- [QUOTED PASSAGE]
=== Section Start ===

Written For ParentCircle Website new design update
In today's busy and fast-paced world, it is refreshing to see families where closeness is valued and nurtured, particularly between parents and children
Typically, close parent-child relationships involve quality time, with a great deal of playing together, having meaningful conversations, gentle soothing touch and of course, lots of hugs and kisses thrown in. Research from across the globe confirms the positive impact such close parent-child relationships can have not only on the emotional security of children but also on their physical health and well-being. This article examines the health benefits of maintaining close parent-child relationships.
Active child-centered play is a time-tested way of producing healthy, fit young bodies. In childhood, stress often manifests as physical sensations and leads to somatic illnesses. When you engage in free play with your child, you provide him an opportunity to process his stressful feelings and release them. Naturally, he will feel lighter both in body and mind, thereby minimising the adverse physical effects of stress and maintaining better overall health. The critical aspect here is that the play must be child-led and child-directed, so ensure that you do not impose rules and restrictions on him. Moreover, he must enjoy this time of playing and freely connecting with you, without any pressure to perform.

=== Section End ===

- [WORK INSTRUCTION A]
According to the article on close parent-child relationships, how does stress often show up in childhood?
- [WORK INSTRUCTION B]
Carry on the article on close parent-child relationships, starting after its last sentence.
The data that comes next is not needed.

- [RECORD EXCERPTS]
=== Section Start ===

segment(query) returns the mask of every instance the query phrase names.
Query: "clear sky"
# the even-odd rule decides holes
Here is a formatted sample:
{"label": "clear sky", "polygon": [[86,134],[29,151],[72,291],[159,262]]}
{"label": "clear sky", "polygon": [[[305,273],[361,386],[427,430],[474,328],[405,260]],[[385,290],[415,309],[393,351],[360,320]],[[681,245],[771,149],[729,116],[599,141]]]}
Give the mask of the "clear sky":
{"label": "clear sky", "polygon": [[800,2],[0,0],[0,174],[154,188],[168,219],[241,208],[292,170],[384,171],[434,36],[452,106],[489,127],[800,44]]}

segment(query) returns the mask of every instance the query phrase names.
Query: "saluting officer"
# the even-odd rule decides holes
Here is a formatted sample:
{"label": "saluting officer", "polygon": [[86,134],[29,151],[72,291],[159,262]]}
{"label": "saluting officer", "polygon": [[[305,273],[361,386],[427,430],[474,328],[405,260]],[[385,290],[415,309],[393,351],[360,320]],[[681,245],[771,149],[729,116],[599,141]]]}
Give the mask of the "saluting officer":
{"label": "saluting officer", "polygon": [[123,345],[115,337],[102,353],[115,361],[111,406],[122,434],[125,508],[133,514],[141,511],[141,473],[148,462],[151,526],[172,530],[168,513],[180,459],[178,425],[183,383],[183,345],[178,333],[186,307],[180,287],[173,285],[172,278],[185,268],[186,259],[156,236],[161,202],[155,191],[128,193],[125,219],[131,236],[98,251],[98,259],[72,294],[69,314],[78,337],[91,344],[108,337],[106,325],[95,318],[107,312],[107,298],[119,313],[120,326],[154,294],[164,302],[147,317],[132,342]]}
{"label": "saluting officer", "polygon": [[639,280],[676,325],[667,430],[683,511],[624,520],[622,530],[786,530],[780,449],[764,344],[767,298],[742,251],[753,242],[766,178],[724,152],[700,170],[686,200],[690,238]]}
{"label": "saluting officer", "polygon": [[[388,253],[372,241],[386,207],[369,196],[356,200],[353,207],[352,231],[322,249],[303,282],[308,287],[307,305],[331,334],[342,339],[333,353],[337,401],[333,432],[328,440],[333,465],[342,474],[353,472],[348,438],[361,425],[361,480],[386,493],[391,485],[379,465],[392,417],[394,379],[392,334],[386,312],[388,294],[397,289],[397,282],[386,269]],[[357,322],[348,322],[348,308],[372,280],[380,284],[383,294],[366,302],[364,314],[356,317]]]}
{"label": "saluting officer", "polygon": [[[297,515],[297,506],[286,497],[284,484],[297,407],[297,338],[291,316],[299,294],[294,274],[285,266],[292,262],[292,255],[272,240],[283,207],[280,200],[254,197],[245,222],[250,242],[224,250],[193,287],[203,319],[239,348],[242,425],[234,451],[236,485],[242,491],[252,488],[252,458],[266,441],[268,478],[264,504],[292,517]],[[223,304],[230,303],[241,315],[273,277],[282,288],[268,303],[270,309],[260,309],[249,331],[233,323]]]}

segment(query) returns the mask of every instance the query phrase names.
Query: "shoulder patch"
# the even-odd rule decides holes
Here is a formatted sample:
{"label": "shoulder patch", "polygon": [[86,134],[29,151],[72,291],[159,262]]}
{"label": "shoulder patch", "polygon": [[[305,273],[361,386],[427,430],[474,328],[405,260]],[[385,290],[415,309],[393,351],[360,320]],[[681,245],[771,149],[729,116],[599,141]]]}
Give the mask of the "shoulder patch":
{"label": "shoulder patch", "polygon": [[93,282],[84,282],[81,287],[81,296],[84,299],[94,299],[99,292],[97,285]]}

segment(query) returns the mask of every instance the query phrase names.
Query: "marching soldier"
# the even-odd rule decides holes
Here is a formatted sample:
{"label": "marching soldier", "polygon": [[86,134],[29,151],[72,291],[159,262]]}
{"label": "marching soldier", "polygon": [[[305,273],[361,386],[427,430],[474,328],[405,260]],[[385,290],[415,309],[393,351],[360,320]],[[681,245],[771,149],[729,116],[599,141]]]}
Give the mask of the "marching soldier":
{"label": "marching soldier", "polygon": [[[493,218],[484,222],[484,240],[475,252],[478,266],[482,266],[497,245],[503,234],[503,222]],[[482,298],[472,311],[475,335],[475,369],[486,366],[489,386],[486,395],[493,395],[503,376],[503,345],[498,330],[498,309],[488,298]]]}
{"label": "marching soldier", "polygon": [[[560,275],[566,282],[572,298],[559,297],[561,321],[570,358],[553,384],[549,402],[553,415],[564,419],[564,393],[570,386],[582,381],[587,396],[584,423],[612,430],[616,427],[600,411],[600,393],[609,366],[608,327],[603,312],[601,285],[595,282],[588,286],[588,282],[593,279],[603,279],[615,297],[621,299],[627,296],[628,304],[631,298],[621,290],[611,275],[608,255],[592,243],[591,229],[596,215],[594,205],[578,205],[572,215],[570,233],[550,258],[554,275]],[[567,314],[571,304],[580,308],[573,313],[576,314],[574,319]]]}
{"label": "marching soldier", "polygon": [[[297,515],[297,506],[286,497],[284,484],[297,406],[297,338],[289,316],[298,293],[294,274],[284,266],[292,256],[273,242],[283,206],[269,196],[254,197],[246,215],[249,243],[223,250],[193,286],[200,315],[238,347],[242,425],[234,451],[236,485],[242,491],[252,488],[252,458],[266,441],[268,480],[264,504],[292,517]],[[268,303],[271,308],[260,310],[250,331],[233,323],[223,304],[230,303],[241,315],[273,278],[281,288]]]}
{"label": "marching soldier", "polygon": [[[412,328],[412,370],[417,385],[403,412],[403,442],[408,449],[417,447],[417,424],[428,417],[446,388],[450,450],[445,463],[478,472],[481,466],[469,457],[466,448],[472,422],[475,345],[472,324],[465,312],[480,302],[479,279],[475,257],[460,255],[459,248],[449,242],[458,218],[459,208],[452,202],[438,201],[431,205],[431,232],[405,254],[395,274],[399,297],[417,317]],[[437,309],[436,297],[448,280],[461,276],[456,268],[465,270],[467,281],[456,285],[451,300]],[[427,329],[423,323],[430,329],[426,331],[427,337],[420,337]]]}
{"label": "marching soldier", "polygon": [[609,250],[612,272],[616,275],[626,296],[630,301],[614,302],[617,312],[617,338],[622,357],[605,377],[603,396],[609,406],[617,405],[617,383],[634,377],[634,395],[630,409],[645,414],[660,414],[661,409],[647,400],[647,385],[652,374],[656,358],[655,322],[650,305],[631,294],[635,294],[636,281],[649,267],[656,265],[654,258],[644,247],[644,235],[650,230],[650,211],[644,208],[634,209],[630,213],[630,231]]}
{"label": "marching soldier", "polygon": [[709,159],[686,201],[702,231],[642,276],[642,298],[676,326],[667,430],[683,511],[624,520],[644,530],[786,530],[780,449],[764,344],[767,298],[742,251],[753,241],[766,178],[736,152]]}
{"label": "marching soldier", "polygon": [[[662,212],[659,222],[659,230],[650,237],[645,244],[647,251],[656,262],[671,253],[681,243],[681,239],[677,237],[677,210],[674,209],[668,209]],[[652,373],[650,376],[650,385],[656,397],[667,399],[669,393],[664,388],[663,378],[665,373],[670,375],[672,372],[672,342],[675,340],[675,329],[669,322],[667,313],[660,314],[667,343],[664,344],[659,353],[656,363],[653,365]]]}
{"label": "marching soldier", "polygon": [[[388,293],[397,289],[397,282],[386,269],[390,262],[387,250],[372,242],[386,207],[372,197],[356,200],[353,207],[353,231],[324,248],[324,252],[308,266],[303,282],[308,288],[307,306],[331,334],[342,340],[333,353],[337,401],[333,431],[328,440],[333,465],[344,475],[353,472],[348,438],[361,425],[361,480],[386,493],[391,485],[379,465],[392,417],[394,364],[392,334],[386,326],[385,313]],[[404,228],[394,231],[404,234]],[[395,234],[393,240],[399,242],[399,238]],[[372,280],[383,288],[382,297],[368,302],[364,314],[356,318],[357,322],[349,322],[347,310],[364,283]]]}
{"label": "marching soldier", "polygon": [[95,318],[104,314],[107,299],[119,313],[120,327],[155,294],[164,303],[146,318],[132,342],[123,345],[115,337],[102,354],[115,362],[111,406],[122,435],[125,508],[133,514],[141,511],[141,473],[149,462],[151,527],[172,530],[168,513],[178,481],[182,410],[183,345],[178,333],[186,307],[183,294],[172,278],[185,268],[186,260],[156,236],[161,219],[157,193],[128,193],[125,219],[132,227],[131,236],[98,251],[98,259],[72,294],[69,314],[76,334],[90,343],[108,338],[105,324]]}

=== Section End ===

- [EXPECTED OUTPUT A]
As physical sensations, leading to somatic illnesses.

- [EXPECTED OUTPUT B]
Physical play is also very good for the heart, as it offers a fun cardio workout. This is advantageous for both you, and your little one. Moreover, play has been linked directly to brain growth and development in children. Creative free play enhances imagination, memory and cognition.
Many parents make the time for soothing massages for their infant using baby oil. As your child grows older, you may stop this bonding ritual with her. However, your toddler still needs your gentle touch in order to feel connected with you as well as to stay healthy. In addition to enhancing skin health, gentle touching through massage has other tangible health benefits. Stimulating touch receptors under the skin can lower your child's blood pressure and cortisol levels, effectively reducing her stress.
Hugging your child can increase the level of oxytocin in his body. This, in turn, can strengthen his immune system, and help him ward off infections. Oxytocin has also been found to lower the plasma levels of thyroid hormones thereby causing injuries to heal faster.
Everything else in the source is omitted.